*EXERCISE REQUIREMENTS*
Only the lines from the one containing "Provide an outline for every instance of the black" through the end of the listing below are to be reproduced, exactly as they stand.

=== LISTED ENTRIES ===

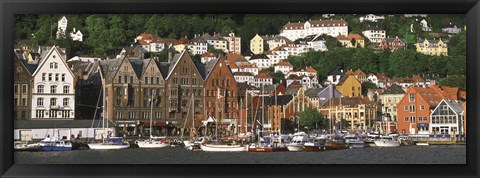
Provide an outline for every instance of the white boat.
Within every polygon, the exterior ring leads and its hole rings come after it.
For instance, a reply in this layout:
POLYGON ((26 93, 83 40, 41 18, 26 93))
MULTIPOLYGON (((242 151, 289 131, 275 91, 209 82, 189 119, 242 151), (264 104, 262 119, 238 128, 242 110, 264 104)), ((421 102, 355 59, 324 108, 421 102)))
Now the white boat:
POLYGON ((305 132, 298 132, 293 134, 293 139, 292 141, 287 144, 287 149, 288 151, 303 151, 304 145, 306 142, 308 142, 310 139, 308 135, 305 132))
POLYGON ((345 143, 349 148, 363 148, 365 147, 365 141, 360 136, 355 134, 348 134, 344 137, 345 143))
POLYGON ((428 144, 428 142, 417 142, 415 143, 415 145, 418 145, 418 146, 428 146, 430 144, 428 144))
POLYGON ((130 144, 124 143, 120 137, 107 137, 104 141, 102 143, 89 143, 88 147, 92 150, 114 150, 130 147, 130 144))
MULTIPOLYGON (((102 92, 103 92, 103 103, 106 103, 106 99, 105 99, 105 79, 103 81, 103 88, 102 88, 102 92)), ((99 100, 97 101, 97 108, 98 108, 98 104, 99 104, 99 101, 100 101, 100 98, 99 100)), ((108 122, 109 122, 109 119, 108 119, 108 107, 103 107, 105 110, 103 113, 105 113, 105 116, 106 117, 102 117, 103 121, 102 121, 102 127, 103 127, 103 132, 102 132, 102 142, 98 142, 98 143, 89 143, 88 144, 88 147, 92 150, 112 150, 112 149, 125 149, 125 148, 128 148, 130 147, 130 144, 129 143, 125 143, 123 142, 122 138, 120 137, 112 137, 111 136, 111 131, 107 130, 108 128, 108 122), (105 123, 107 123, 105 125, 105 123)), ((93 117, 93 120, 95 121, 95 115, 93 117)), ((93 125, 93 124, 92 124, 93 125)))
POLYGON ((242 151, 247 151, 247 147, 246 146, 241 146, 241 145, 201 144, 200 148, 203 151, 210 151, 210 152, 242 152, 242 151))
POLYGON ((380 139, 375 140, 375 145, 378 147, 398 147, 400 142, 392 136, 382 136, 380 139))
POLYGON ((166 137, 151 137, 146 140, 136 140, 135 144, 139 148, 165 148, 170 146, 170 141, 166 137))

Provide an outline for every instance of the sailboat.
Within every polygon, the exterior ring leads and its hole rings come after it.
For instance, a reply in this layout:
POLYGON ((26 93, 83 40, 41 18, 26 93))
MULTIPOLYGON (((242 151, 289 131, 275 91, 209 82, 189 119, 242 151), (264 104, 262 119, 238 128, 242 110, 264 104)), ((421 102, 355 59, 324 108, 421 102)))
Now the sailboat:
POLYGON ((53 137, 48 135, 40 143, 38 143, 39 151, 69 151, 72 150, 72 142, 70 140, 60 139, 58 130, 53 130, 53 137))
MULTIPOLYGON (((105 110, 105 79, 102 80, 103 82, 103 109, 105 110)), ((98 102, 97 102, 98 106, 98 102)), ((108 107, 107 111, 103 112, 107 117, 108 117, 108 107)), ((106 127, 108 127, 108 118, 107 117, 102 117, 102 125, 103 125, 103 133, 102 133, 102 142, 101 143, 89 143, 88 147, 92 150, 111 150, 111 149, 125 149, 130 147, 130 144, 125 143, 122 141, 122 138, 120 137, 111 137, 111 132, 107 131, 106 127), (105 126, 105 122, 107 123, 105 126), (105 137, 106 136, 106 137, 105 137)), ((95 116, 94 116, 95 118, 95 116)))
MULTIPOLYGON (((220 100, 221 98, 224 98, 221 93, 220 93, 220 89, 218 90, 218 100, 220 100)), ((217 100, 217 101, 218 101, 217 100)), ((218 105, 218 103, 217 103, 218 105)), ((217 109, 215 109, 216 111, 217 109)), ((223 110, 222 110, 222 114, 223 115, 223 110)), ((220 116, 222 117, 222 116, 220 116)), ((217 124, 216 124, 216 128, 215 128, 215 134, 216 134, 216 138, 217 138, 217 141, 218 141, 218 120, 217 120, 217 124)), ((237 145, 237 144, 201 144, 200 145, 200 148, 203 150, 203 151, 208 151, 208 152, 243 152, 243 151, 247 151, 247 147, 246 146, 243 146, 243 145, 237 145)))
POLYGON ((165 148, 170 146, 170 140, 166 137, 154 137, 152 136, 152 113, 153 113, 153 97, 155 95, 155 90, 153 90, 151 104, 150 104, 150 138, 146 140, 136 140, 135 144, 139 148, 165 148))

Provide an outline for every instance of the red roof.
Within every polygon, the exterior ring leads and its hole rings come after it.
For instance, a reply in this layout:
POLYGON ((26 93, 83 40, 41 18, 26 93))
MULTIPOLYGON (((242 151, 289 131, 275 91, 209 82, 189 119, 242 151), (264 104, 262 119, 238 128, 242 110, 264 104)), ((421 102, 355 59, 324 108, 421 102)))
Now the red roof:
POLYGON ((205 52, 202 54, 202 57, 216 57, 216 56, 215 56, 215 53, 205 52))
POLYGON ((364 38, 363 38, 361 35, 359 35, 359 34, 349 34, 349 35, 347 36, 347 38, 348 38, 349 40, 352 40, 352 39, 355 39, 355 40, 364 40, 364 38))
POLYGON ((315 70, 312 66, 308 66, 307 69, 305 69, 305 71, 317 73, 317 70, 315 70))
POLYGON ((287 62, 287 61, 280 61, 277 66, 289 66, 289 67, 293 67, 292 64, 290 64, 290 62, 287 62))
POLYGON ((259 73, 255 78, 272 78, 268 73, 259 73))

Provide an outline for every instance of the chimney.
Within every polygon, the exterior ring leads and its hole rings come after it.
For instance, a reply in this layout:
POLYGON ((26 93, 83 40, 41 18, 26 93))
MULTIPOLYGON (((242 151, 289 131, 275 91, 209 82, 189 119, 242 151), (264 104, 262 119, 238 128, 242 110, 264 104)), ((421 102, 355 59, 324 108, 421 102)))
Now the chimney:
POLYGON ((82 72, 82 69, 78 69, 78 70, 77 70, 77 74, 78 74, 78 79, 79 79, 79 80, 83 80, 83 72, 82 72))
POLYGON ((170 48, 168 49, 168 63, 170 63, 172 61, 172 57, 173 57, 173 53, 172 51, 170 50, 170 48))

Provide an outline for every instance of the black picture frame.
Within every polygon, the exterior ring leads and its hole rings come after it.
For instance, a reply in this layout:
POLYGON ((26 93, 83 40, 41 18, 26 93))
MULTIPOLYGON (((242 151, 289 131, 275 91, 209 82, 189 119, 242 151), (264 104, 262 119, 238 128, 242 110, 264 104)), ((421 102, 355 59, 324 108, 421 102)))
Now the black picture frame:
MULTIPOLYGON (((2 177, 477 177, 478 0, 2 0, 0 174, 2 177), (13 164, 13 16, 22 13, 422 13, 466 14, 466 165, 15 165, 13 164)), ((442 155, 438 155, 442 156, 442 155)))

===

*YOUR RESPONSE*
Provide an outline for every instance of the black picture frame.
Within every polygon, the exterior ring leads and its hole rings come after it.
For instance, a reply in this layout:
POLYGON ((26 93, 83 40, 41 18, 26 93))
MULTIPOLYGON (((242 151, 289 131, 275 91, 209 82, 189 119, 242 151), (264 104, 262 119, 238 128, 242 110, 264 104)), ((421 102, 355 59, 324 108, 421 102)))
Now the black picture frame:
MULTIPOLYGON (((2 177, 477 177, 478 0, 2 0, 0 174, 2 177), (13 164, 13 16, 22 13, 422 13, 466 14, 466 165, 15 165, 13 164)), ((442 155, 438 155, 442 156, 442 155)))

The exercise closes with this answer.